- GIVEN PASSAGE -

Publishing Wilkes’s ‘Villakin’: Reading, Reception and Reputation at Sandown Cottage

This paper unpacks a complex episode in the relationship between interior decoration, travel writing, and identity formation in late eighteenth-century Britain. Examining John Wilkes’s summer residence Sandown Cottage (commonly known as ‘Villakin’) on the Isle of Wight, it provides an unprecedented consideration of the aesthetic programme of Wilkes’s country home and its role in constructing and reflecting its owner’s multifarious identities. Focusing on published accounts of Sandown Cottage, it situates descriptions of Wilkes’s home within the contexts of taste, sociability, and domestic tourism, highlighting the centrality of visual and material culture within these texts. Describing the residence as fitted up ‘with every regard and attention to elegance,’ such accounts consistently related the house’s ornamentation to Wilkes’s becoming personal qualities. This paper will accordingly consider how the publication and circulation of Sandown Cottage’s collections and decoration in contemporary travel writing functioned as a kind of reputation management; neutralising Wilkes’s radical politics and instead facilitating his self-presentation as a consummately refined host and tasteful art collector. Discussing a broad variety of visual and material culture and its representation, the paper challenges divisions between the fine and decorative arts, interior and exterior spaces, and between the material object and the written word more broadly.

- DATASET ROWS -
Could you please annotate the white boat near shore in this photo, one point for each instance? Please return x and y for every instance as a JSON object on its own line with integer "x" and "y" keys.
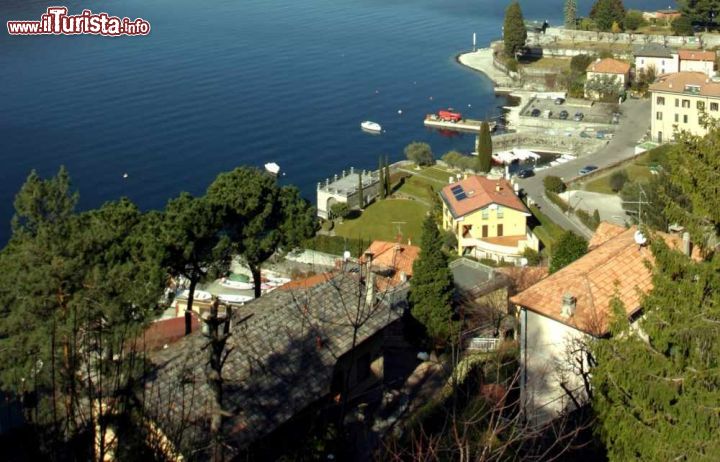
{"x": 371, "y": 126}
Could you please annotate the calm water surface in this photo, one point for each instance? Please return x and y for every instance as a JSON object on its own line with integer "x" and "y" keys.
{"x": 222, "y": 83}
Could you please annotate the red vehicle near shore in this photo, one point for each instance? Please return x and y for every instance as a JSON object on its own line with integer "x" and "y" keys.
{"x": 449, "y": 115}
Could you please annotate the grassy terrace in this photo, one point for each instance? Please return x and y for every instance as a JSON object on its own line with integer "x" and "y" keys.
{"x": 637, "y": 169}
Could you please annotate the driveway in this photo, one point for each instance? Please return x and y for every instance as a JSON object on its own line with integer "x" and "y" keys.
{"x": 634, "y": 123}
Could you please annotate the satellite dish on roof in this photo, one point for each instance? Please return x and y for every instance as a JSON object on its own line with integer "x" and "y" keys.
{"x": 640, "y": 238}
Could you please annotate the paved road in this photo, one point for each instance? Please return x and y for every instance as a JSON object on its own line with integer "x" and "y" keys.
{"x": 634, "y": 123}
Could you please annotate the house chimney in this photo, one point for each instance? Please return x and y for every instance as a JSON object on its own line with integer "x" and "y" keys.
{"x": 569, "y": 305}
{"x": 686, "y": 243}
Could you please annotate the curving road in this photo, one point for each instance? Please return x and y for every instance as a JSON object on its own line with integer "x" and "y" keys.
{"x": 634, "y": 123}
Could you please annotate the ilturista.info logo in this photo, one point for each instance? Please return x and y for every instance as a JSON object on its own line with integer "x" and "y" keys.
{"x": 57, "y": 22}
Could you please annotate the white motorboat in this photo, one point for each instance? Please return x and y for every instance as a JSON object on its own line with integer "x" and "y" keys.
{"x": 273, "y": 168}
{"x": 237, "y": 285}
{"x": 371, "y": 126}
{"x": 199, "y": 295}
{"x": 233, "y": 298}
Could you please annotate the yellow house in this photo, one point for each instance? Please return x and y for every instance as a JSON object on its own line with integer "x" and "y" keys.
{"x": 488, "y": 219}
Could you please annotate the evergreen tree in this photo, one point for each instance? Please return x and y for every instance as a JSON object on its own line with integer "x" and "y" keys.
{"x": 568, "y": 248}
{"x": 431, "y": 287}
{"x": 570, "y": 14}
{"x": 607, "y": 12}
{"x": 694, "y": 165}
{"x": 381, "y": 174}
{"x": 484, "y": 149}
{"x": 514, "y": 32}
{"x": 656, "y": 394}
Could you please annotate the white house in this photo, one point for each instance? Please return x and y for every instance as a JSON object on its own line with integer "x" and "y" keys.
{"x": 561, "y": 312}
{"x": 698, "y": 61}
{"x": 658, "y": 57}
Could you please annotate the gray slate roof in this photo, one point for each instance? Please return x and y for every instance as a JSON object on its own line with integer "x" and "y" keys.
{"x": 275, "y": 368}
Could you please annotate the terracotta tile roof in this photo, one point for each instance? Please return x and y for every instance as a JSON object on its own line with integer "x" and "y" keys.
{"x": 603, "y": 233}
{"x": 617, "y": 266}
{"x": 480, "y": 192}
{"x": 307, "y": 282}
{"x": 677, "y": 83}
{"x": 609, "y": 66}
{"x": 696, "y": 55}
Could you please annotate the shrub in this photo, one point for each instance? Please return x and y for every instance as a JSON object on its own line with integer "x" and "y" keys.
{"x": 554, "y": 184}
{"x": 618, "y": 180}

- EXERCISE DESCRIPTION -
For each statement below, answer yes or no according to the Sandown Cottage abstract above, and quote the words from the abstract that settle it. (a) Sandown Cottage was Wilkes's summer home on the Isle of Wight. (b) The published accounts tied the house's ornamentation to Wilkes's radical politics. (c) The paper treats the fine arts and the decorative arts as separate fields.

- OUTPUT -
(a) Yes: "John Wilkes’s summer residence Sandown Cottage (commonly known as ‘Villakin’) on the Isle of Wight"
(b) No: "such accounts consistently related the house’s ornamentation to Wilkes’s becoming personal qualities"
(c) No: "the paper challenges divisions between the fine and decorative arts"